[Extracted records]
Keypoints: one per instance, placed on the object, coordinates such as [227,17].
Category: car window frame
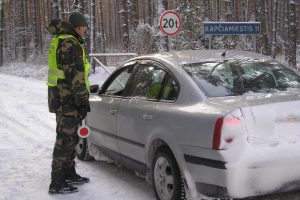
[113,76]
[164,82]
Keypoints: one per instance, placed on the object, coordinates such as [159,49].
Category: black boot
[63,188]
[58,185]
[73,177]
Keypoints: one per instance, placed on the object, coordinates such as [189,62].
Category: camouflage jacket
[70,93]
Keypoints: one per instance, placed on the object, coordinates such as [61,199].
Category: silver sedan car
[222,124]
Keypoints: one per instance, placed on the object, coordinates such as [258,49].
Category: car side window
[147,81]
[170,90]
[117,85]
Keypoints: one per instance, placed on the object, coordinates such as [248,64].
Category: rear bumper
[214,177]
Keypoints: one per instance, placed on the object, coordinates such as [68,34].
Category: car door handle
[147,117]
[113,112]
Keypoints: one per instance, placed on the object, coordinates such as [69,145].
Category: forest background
[133,26]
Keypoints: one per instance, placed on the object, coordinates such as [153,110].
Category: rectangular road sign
[231,28]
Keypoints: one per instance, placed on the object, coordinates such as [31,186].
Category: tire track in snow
[17,130]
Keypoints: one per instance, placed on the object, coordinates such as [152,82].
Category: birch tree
[1,31]
[293,34]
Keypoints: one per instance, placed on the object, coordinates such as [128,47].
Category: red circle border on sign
[160,22]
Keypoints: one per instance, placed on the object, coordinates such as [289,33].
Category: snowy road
[28,133]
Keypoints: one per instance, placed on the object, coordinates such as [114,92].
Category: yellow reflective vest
[54,73]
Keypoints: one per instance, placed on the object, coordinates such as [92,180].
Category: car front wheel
[82,150]
[167,180]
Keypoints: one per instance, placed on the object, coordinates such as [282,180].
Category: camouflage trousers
[64,148]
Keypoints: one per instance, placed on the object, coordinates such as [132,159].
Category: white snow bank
[27,132]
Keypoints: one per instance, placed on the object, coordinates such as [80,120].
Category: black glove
[82,111]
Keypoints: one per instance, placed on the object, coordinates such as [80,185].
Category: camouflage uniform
[67,99]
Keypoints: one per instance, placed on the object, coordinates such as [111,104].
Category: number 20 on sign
[170,23]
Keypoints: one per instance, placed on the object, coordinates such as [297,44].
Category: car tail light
[223,132]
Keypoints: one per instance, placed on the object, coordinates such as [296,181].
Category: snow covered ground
[28,134]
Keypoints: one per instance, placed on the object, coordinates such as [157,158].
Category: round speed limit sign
[170,23]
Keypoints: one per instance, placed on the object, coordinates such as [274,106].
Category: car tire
[166,176]
[82,150]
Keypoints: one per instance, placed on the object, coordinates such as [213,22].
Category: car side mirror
[94,88]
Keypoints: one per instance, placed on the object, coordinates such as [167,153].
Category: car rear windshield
[236,77]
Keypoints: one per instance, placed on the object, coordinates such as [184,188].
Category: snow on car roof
[193,56]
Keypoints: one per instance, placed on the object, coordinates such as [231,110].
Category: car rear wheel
[82,150]
[167,180]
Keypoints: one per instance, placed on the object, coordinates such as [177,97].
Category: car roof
[194,56]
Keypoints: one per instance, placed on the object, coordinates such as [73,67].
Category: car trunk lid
[263,119]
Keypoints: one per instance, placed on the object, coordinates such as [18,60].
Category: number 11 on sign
[170,23]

Task description. Return, unchanged, the lines of the listing above, beginning with the line that contains "such as [132,159]." and running through the last line of the listing.

Result.
Keypoints: one per instance, placed on the object, coordinates such as [132,159].
Category: white snow bank
[27,132]
Keypoints: one per instance, placed on the object, coordinates such as [80,120].
Category: black glove
[82,111]
Keypoints: one per instance, placed on the object, coordinates such as [80,185].
Category: camouflage uniform
[67,99]
Keypoints: one per instance, placed on the object, coordinates such as [111,104].
Category: number 20 on sign
[170,23]
Keypoints: one per instance, placed on the object, coordinates such as [297,44].
Category: car tail light
[223,132]
Keypoints: one per instance, placed on the object, coordinates such as [296,181].
Category: snow covered ground
[28,134]
Keypoints: one per instance, placed on the object, coordinates such as [157,158].
Category: round speed limit sign
[170,23]
Keypoints: one per instance, placed on the object, coordinates such as [274,106].
Category: car tire
[166,176]
[82,150]
Keypoints: one per instance, placed on the object, coordinates such as [213,22].
Category: car side mirror
[94,88]
Keypoints: one per instance, placed on the object, coordinates such as [167,153].
Category: car rear windshield
[236,77]
Keypoints: one per instance, placed on the object, coordinates such as [184,188].
Category: snow on car roof
[193,56]
Keypoints: one per instance, placed on the object, coordinates such as [231,110].
Category: car rear wheel
[82,150]
[167,180]
Keypoints: one per instance, placed on the object, coordinates such as [177,97].
Category: car roof
[194,56]
Keypoints: one per instance, placed on the object, coordinates such as [73,67].
Category: car trunk lid
[263,119]
Keypoints: one per instance, placed on the object, coordinates such as [18,60].
Category: number 11 on sign
[170,23]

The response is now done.